* _DATA RECORDS_:
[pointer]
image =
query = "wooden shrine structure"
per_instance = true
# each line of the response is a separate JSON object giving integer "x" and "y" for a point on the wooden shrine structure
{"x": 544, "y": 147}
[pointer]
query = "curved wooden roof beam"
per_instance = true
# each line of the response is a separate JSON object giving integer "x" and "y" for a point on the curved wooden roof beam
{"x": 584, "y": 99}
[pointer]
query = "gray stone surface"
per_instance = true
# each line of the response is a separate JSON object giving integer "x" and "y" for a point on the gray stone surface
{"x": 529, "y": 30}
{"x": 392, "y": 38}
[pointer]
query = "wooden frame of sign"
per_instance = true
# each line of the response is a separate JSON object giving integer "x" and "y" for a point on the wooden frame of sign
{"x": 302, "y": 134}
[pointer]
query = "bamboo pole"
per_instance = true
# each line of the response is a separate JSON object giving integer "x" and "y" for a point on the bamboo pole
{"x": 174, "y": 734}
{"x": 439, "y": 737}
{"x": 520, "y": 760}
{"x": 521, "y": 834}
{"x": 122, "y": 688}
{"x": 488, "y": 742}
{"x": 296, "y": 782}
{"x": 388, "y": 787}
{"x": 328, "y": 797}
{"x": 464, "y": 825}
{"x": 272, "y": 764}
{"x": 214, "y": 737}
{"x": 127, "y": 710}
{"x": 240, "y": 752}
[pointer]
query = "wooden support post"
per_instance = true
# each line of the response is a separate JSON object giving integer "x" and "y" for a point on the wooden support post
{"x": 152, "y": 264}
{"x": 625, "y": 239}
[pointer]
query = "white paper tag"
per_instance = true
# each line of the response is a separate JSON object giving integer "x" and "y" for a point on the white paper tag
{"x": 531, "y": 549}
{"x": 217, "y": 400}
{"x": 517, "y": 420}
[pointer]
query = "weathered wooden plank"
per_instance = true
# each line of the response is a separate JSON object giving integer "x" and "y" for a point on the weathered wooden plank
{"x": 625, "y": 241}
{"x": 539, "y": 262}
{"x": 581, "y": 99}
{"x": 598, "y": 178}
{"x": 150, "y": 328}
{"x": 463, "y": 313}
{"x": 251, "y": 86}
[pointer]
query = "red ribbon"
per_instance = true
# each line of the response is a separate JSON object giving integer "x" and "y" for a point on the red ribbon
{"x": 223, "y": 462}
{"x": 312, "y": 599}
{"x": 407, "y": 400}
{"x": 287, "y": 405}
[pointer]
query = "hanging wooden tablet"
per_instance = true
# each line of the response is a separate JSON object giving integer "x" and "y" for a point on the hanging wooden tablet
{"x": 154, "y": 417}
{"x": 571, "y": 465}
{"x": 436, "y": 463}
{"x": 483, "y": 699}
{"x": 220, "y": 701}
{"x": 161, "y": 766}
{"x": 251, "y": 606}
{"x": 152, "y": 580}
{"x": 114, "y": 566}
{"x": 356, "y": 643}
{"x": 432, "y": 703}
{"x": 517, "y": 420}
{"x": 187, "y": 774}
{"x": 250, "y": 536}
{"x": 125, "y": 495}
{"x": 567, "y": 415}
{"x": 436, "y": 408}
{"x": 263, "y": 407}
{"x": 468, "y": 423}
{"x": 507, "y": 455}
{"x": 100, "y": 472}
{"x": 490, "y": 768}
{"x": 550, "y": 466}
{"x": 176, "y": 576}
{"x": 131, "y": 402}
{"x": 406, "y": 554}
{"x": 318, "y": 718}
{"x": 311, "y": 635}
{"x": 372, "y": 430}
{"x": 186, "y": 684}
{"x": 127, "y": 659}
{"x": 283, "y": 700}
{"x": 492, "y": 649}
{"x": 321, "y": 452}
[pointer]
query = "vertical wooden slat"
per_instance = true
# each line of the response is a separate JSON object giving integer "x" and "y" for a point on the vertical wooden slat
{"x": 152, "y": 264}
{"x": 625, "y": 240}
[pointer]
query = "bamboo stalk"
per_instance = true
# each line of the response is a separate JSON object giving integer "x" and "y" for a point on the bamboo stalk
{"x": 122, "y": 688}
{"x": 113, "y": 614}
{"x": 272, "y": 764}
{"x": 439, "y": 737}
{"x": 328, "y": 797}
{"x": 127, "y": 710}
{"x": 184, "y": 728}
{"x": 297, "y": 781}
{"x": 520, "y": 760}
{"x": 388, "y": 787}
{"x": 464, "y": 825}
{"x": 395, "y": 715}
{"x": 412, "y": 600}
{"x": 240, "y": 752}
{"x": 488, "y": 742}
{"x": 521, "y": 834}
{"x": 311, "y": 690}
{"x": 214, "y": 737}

* _WORK INSTRUCTION_: Write the data out in full, matching every line exactly.

* _EXPECTED ANSWER_:
[pointer]
image =
query = "wooden shrine structure"
per_instance = true
# each line of the response is a separate JSON object giving integer "x" and "y" for a point on the wooden shrine structure
{"x": 544, "y": 147}
[pointer]
query = "curved wooden roof beam"
per_instance = true
# each line of the response is a separate JSON object giving integer "x" and "y" for a point on the curved wooden roof beam
{"x": 584, "y": 99}
[pointer]
query = "gray stone surface"
per_instance = true
# each line of the response is a separate JSON object giving integer "x" and "y" for a point on the gray stone surface
{"x": 529, "y": 30}
{"x": 392, "y": 38}
[pointer]
query = "wooden frame of sign"
per_instance = true
# each line of the response is a separate JSON object giving integer "x" and "y" for a point on the wooden frame of sign
{"x": 302, "y": 134}
[pointer]
query = "bamboo pole"
per_instance = true
# each line of the response is a separate JSON object giving integer "x" and "y" for a point on the bamboo pole
{"x": 174, "y": 734}
{"x": 439, "y": 737}
{"x": 520, "y": 760}
{"x": 521, "y": 834}
{"x": 122, "y": 688}
{"x": 488, "y": 742}
{"x": 296, "y": 782}
{"x": 388, "y": 787}
{"x": 328, "y": 797}
{"x": 464, "y": 825}
{"x": 272, "y": 764}
{"x": 214, "y": 737}
{"x": 127, "y": 710}
{"x": 240, "y": 752}
[pointer]
query = "wooden support post"
per_instance = true
# each line of the response is a separate JSON object giving integer "x" and "y" for a point on the wooden support post
{"x": 152, "y": 264}
{"x": 625, "y": 239}
[pointer]
query = "white paper tag"
per_instance = true
# each line of the response is a separate JSON object giving integer "x" and "y" for a point on the white paper tag
{"x": 531, "y": 549}
{"x": 217, "y": 400}
{"x": 517, "y": 420}
[pointer]
query = "weathered wooden plank"
per_instance = true
# each line of the response is a separate JSON object giving integer "x" and "y" for a point on the weathered wooden plank
{"x": 625, "y": 241}
{"x": 539, "y": 262}
{"x": 581, "y": 99}
{"x": 598, "y": 178}
{"x": 150, "y": 328}
{"x": 463, "y": 313}
{"x": 251, "y": 86}
[pointer]
query = "red ribbon"
per_instance = true
# each line of the response is a separate JSON object giving integer "x" and "y" for a point on the red ribbon
{"x": 223, "y": 462}
{"x": 312, "y": 599}
{"x": 407, "y": 400}
{"x": 287, "y": 405}
[pointer]
query = "hanging wooden tablet"
per_instance = true
# each line of the response is a separate JSON object giving integer "x" and "y" for a point on the hanging wooden tablet
{"x": 154, "y": 417}
{"x": 571, "y": 465}
{"x": 436, "y": 463}
{"x": 483, "y": 699}
{"x": 220, "y": 701}
{"x": 161, "y": 766}
{"x": 251, "y": 606}
{"x": 152, "y": 580}
{"x": 114, "y": 566}
{"x": 356, "y": 643}
{"x": 432, "y": 703}
{"x": 517, "y": 420}
{"x": 187, "y": 774}
{"x": 250, "y": 536}
{"x": 125, "y": 495}
{"x": 567, "y": 415}
{"x": 436, "y": 408}
{"x": 263, "y": 407}
{"x": 468, "y": 423}
{"x": 507, "y": 455}
{"x": 100, "y": 472}
{"x": 490, "y": 768}
{"x": 550, "y": 466}
{"x": 176, "y": 576}
{"x": 131, "y": 402}
{"x": 406, "y": 554}
{"x": 318, "y": 718}
{"x": 311, "y": 635}
{"x": 372, "y": 430}
{"x": 186, "y": 684}
{"x": 127, "y": 659}
{"x": 283, "y": 700}
{"x": 492, "y": 649}
{"x": 321, "y": 452}
[pointer]
query = "vertical wooden slat"
per_instance = true
# each line of the response is a separate JSON object giving integer "x" and "y" for a point on the vertical wooden slat
{"x": 152, "y": 264}
{"x": 625, "y": 240}
[pointer]
query = "bamboo stalk"
per_instance = true
# each line of the response is a separate JSON object giving integer "x" and "y" for a point on the bamboo stalk
{"x": 122, "y": 688}
{"x": 113, "y": 614}
{"x": 272, "y": 764}
{"x": 439, "y": 737}
{"x": 328, "y": 797}
{"x": 127, "y": 710}
{"x": 184, "y": 728}
{"x": 297, "y": 781}
{"x": 520, "y": 760}
{"x": 388, "y": 787}
{"x": 464, "y": 825}
{"x": 395, "y": 715}
{"x": 412, "y": 600}
{"x": 240, "y": 752}
{"x": 488, "y": 742}
{"x": 521, "y": 834}
{"x": 311, "y": 690}
{"x": 214, "y": 737}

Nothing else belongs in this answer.